Find every line below with the word "earring" in it, and copy each one.

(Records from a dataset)
+ + +

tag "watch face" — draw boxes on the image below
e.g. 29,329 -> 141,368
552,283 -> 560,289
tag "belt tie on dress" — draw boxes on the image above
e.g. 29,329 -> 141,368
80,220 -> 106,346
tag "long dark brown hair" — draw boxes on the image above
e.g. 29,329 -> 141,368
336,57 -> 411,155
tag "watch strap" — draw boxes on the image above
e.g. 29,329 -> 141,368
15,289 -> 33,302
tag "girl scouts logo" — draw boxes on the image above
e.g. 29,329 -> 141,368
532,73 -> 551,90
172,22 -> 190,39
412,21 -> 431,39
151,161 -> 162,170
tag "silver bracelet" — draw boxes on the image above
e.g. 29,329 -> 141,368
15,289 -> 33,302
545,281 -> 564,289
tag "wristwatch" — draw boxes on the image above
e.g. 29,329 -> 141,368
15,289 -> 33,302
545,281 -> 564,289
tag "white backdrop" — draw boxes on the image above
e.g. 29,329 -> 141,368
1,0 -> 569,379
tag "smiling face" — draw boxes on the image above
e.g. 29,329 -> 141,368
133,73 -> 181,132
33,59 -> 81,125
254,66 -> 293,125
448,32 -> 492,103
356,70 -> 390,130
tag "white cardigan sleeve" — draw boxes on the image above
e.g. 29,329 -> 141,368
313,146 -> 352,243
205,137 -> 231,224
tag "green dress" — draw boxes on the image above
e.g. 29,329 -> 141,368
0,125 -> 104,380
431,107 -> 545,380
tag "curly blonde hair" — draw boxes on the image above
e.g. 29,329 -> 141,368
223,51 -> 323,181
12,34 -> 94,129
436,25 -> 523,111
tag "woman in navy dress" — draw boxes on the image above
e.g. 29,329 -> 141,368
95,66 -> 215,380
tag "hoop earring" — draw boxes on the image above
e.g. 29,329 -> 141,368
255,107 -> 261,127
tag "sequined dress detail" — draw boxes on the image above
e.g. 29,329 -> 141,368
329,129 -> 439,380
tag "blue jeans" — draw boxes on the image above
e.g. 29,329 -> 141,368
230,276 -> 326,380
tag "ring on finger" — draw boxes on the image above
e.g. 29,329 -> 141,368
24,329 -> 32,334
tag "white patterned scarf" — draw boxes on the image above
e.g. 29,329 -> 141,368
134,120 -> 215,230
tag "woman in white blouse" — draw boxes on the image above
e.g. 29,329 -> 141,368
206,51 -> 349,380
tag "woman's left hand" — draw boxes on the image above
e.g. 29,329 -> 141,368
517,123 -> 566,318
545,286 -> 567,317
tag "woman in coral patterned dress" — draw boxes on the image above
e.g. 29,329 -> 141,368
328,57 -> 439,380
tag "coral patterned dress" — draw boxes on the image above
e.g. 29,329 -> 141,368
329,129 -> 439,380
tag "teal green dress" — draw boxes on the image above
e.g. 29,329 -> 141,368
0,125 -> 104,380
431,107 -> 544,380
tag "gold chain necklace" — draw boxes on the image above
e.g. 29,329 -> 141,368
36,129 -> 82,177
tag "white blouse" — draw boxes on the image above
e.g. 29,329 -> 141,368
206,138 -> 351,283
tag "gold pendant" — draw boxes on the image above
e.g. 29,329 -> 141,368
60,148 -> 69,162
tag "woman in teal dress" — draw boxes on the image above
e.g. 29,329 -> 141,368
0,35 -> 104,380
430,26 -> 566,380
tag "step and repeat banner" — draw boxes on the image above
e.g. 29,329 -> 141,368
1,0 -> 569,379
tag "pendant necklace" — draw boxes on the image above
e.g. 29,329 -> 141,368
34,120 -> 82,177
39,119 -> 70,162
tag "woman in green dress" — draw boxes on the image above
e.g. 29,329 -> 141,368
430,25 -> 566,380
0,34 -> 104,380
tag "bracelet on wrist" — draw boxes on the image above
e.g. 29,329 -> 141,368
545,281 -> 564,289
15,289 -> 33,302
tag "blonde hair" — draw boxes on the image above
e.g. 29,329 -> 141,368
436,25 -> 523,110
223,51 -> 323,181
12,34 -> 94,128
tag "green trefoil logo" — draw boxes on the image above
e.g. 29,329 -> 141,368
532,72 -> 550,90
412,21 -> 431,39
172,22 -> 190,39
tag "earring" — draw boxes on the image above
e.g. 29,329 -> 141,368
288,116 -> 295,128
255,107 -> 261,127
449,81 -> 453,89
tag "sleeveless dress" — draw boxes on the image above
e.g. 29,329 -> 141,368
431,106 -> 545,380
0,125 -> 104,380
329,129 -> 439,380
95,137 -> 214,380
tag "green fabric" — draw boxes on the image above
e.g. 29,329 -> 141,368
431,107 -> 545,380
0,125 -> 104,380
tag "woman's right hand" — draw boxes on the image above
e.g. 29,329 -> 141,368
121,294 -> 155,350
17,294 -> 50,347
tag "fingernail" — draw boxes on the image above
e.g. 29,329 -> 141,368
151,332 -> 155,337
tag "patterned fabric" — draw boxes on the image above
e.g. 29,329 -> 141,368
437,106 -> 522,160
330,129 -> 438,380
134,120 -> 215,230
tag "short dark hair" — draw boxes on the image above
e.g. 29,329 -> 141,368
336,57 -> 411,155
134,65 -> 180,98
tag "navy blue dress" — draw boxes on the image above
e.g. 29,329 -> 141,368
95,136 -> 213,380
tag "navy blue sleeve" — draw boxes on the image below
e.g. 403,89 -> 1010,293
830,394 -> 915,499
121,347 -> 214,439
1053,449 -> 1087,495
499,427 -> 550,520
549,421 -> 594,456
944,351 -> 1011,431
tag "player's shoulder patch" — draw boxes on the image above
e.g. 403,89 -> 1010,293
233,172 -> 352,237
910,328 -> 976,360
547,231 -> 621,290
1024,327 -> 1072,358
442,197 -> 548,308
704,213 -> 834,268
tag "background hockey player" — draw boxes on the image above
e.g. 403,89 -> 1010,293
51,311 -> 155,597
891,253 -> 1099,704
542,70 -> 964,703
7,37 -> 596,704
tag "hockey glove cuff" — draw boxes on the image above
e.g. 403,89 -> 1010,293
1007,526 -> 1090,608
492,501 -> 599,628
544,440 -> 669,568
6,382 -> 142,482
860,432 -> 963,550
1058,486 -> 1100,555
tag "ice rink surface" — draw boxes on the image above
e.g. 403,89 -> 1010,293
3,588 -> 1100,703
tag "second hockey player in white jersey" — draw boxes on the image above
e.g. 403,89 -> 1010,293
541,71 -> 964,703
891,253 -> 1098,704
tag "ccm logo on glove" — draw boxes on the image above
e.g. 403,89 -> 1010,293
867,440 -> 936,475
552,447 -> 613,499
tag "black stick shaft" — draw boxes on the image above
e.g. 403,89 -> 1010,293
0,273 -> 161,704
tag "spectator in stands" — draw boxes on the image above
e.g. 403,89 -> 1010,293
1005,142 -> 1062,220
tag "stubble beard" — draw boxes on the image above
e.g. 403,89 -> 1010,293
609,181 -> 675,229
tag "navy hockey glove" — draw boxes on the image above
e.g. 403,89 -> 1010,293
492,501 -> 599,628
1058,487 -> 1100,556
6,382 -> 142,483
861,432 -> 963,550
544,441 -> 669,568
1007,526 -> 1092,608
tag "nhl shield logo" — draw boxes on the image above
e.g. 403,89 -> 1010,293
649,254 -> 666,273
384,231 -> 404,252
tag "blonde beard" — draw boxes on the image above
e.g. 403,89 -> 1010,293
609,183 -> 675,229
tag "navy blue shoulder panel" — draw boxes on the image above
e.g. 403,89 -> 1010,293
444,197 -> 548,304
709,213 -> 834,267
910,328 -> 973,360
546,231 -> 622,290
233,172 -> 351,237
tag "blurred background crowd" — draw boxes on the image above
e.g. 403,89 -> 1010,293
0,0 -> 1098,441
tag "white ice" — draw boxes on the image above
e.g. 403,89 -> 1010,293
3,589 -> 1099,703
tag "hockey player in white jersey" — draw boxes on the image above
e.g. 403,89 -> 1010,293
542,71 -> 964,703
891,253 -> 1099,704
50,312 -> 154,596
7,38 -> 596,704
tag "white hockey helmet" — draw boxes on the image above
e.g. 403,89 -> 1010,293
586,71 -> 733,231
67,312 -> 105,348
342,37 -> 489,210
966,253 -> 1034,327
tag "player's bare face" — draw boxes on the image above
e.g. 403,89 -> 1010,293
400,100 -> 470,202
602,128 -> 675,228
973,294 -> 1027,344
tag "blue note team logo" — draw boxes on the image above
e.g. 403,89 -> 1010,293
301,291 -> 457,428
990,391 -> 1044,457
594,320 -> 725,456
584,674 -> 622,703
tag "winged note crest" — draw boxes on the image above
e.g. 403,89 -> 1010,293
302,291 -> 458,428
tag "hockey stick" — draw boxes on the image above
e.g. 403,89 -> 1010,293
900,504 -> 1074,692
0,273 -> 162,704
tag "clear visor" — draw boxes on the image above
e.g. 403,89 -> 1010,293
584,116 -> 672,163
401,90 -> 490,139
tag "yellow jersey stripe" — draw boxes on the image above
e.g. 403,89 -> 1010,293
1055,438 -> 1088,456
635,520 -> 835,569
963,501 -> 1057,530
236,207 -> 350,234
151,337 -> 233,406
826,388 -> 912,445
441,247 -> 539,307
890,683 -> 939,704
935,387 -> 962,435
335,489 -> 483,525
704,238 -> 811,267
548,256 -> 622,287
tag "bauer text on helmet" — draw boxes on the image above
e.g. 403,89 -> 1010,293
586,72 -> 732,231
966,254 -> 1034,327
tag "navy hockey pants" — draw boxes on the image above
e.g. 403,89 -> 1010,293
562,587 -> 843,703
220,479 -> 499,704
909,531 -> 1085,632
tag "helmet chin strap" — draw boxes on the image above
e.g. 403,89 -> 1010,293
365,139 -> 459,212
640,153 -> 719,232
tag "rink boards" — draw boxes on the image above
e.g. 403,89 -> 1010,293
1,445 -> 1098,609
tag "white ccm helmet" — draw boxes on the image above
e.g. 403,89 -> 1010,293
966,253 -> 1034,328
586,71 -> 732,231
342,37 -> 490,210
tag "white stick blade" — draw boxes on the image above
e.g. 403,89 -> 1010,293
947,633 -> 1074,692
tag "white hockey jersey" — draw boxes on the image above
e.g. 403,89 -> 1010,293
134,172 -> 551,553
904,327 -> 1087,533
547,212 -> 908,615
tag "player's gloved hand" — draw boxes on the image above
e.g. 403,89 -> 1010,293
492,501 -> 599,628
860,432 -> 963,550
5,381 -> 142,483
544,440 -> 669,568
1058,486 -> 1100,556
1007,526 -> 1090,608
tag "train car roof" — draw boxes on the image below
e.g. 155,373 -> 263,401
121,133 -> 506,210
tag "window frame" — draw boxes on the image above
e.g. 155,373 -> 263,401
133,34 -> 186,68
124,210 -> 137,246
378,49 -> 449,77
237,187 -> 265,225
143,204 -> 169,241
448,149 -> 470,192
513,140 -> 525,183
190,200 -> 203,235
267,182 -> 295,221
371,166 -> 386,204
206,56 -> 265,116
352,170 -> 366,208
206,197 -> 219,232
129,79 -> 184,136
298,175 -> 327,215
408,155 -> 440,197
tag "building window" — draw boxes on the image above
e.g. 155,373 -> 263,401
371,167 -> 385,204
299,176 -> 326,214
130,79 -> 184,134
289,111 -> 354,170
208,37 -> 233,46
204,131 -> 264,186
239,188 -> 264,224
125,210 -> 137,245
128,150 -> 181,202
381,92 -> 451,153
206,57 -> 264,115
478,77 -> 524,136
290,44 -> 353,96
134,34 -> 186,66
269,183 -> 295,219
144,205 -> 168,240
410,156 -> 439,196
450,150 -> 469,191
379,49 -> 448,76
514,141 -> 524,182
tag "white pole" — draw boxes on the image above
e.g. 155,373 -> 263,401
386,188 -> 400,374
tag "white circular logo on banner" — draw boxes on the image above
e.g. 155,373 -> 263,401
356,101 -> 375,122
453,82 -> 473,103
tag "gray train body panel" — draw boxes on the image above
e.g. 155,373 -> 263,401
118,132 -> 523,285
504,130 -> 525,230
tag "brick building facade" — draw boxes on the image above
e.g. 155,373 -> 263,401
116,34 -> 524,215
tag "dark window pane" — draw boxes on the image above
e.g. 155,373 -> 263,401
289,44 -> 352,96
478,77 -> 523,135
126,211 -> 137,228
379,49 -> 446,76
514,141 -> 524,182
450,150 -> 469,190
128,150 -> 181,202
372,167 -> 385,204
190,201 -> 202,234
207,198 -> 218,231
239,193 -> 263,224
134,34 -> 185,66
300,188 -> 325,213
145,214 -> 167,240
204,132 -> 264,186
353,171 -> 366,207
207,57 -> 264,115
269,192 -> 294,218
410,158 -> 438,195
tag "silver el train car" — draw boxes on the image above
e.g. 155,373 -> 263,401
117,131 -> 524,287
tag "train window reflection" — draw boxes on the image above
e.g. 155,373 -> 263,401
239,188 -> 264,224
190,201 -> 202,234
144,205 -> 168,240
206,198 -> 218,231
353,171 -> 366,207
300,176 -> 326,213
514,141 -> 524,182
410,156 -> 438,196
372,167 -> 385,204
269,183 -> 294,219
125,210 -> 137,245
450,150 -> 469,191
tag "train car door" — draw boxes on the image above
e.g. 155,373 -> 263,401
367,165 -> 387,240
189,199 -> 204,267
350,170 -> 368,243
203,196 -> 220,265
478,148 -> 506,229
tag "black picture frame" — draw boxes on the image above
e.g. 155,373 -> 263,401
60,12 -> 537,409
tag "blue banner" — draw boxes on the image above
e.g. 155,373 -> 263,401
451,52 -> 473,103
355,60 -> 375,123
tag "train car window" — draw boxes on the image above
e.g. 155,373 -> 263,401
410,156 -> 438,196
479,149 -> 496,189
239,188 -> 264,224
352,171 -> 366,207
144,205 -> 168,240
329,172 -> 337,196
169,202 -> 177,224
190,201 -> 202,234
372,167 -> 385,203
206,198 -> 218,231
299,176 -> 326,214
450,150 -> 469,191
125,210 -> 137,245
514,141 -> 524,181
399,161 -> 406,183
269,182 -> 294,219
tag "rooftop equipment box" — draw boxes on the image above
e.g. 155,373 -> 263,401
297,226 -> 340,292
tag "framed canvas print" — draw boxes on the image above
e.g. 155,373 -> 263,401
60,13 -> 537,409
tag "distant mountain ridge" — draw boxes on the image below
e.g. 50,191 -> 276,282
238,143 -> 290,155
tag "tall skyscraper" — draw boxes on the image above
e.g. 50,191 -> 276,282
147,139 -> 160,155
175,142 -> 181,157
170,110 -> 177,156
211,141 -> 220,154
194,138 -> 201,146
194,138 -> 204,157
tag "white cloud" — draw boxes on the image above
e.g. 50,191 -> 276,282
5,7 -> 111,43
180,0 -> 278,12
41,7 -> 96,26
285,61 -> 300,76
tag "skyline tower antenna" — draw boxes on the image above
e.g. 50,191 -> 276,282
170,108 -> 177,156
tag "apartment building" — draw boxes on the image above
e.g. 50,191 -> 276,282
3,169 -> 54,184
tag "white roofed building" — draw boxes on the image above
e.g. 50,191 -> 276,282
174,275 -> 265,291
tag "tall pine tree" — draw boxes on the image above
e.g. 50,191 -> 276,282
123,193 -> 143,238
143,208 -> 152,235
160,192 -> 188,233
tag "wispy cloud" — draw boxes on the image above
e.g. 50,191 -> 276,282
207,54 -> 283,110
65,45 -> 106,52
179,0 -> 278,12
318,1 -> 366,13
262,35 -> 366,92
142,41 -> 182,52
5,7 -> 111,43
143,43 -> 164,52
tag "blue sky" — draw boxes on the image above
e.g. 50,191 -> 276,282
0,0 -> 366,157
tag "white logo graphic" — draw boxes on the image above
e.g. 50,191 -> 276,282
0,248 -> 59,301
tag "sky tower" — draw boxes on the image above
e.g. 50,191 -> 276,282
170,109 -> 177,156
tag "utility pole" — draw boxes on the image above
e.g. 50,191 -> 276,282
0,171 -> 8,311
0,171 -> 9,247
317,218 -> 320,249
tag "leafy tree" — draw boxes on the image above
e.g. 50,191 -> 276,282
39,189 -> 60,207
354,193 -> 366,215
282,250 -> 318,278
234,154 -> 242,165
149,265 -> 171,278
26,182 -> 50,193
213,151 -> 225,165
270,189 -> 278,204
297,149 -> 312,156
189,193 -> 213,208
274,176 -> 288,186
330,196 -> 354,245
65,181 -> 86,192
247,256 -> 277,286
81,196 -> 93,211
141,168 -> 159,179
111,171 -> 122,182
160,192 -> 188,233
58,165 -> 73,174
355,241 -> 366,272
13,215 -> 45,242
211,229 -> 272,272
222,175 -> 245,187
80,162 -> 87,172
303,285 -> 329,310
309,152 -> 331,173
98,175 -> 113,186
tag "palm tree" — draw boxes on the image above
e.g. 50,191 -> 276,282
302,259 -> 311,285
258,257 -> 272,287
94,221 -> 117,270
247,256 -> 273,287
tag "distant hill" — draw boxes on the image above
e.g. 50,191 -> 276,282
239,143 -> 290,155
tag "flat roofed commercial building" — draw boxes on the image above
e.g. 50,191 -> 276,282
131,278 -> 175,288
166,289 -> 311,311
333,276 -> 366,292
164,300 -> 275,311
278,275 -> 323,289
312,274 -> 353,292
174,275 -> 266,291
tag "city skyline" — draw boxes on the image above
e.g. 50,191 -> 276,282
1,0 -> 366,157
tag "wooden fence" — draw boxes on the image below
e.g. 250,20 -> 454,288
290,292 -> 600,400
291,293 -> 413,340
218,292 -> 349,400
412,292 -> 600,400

+ + +

• SOLUTION TO THE PROBLEM
tag "hoop earring" — draw boxes on the image above
tag "earring" — draw boxes on the image above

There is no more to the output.